» **DOCUMENT SEGMENT**:
::::::::

2016 Reading
Jan. 8th, 2016 11:54 pm![[personal profile]](https://www.dreamwidth.org/img/silk/identity/user.png)
2016 Book 2, The Noticeably Stouter QI Book of General Ignorance, read as a book, Christmas gift from Mr B
Edit: the lovely
kayoko has reminded me that the main point of a book review is for the potential reader to discover whether or not they might enjoy the book. Which makes this one wholly useless (aside from the bunny anecdote) if you don't know what QI is. It's a British TV show hosted until now by Stephen Fry which looks at the 'facts' of the world and dissects them. For example, How Many Wives Did Henry VIII have? To which the classic answer is 6, but 2, 4 and 5 are also correct, since his 'marriage' to Anne of Cleves was very very tenuous, more of a flirty note, which would drop him back to 5. Or you could take out all the anullments, which would drop him back to 2. Or instead remove only the ones that had no lasting legal status, which would see Anne of Cleves off the hook again and Kathryn Howard's definitely out, poor wee muppet, which gives you 4, and leaves all the wives who produced heirs and the wonderful Katherine Parr who was married to him when he died.

::::::::

» **REQUIRED WORK**:
[A] Translate this sentence from the book review into Spanish: "It's a British TV show hosted until now by Stephen Fry which looks at the 'facts' of the world and dissects them."
[B] Pick up the book review on the QI book after its last sentence and write the next part.
The listing has no connection to the book review.

(Dataset excerpts on object pointing)
::::::::

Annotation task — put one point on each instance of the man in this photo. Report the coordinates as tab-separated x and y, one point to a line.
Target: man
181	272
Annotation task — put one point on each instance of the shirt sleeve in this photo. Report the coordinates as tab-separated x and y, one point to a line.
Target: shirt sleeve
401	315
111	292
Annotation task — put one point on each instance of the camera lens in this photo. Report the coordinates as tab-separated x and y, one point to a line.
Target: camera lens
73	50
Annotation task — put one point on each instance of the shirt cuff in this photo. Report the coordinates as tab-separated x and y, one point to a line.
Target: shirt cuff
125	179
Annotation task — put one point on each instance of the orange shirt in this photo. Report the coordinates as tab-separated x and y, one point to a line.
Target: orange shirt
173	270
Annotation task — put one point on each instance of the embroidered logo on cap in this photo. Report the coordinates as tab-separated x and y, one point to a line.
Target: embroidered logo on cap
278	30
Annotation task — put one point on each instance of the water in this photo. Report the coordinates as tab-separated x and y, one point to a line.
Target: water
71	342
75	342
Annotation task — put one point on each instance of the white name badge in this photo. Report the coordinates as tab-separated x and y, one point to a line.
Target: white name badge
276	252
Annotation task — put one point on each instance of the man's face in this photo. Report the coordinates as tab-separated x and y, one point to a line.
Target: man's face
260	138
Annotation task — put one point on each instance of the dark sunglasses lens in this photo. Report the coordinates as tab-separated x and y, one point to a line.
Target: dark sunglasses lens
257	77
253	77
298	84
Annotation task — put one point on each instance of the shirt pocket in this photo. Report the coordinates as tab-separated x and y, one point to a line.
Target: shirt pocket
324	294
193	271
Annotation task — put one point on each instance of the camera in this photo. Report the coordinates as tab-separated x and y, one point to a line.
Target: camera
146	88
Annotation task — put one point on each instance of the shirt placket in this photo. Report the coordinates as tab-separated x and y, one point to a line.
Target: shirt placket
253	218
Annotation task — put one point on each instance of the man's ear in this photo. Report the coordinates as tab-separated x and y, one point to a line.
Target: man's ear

::::::::

» **TASK RESPONSES**:
[A] Es un programa de televisión británico presentado hasta ahora por Stephen Fry que examina los "hechos" del mundo y los disecciona.

[B]
The book is nearly 400 pages of such stuff, ranging across topics from natural history to technology, all treated with a pedantry that is in turns ridiculous and inspiring. Here ends the edit.
I very much enjoyed reading through this, but didn't learn a great deal. Which worries me. I know that, thanks to my job, my brain is filled with random crap, but I had hoped that in its darkest corners the technical details of sequences and series might still be lurking. Alas, it appears that of the familiarity of much of this material suggests that all ability to do maths is gone and that instead a pub's worth of trivia is taking up valuable space.
This is not to say it was a wasted read, even the stuff I knew was informative, engaging and at the very least, the sort of thing you feel very comfortable nodding and saying 'Yes, you see people just don't know that, but it's obvious once you do' to as you read. And there were new news! The paradoxical frog. I love it! And I did not know that Napoleon's greatest defeat was at the hands, sorry, paws of rabbits. Apparently he was invited to a shooting party. Wanting to make sure his honoured guests were successful bunny murderers, the owner of the country house ordered in thousands of rabbits. Hand-raised rabbits. Who thought Napoleon looked like the guy who fed them. And mugged him. That will never not be funny.
I had also forgotten that the first modern Olympics were held in Shropshire.
In all it was another great holiday book, easy, amusing and interesting. Will Keep in Loo for Guests.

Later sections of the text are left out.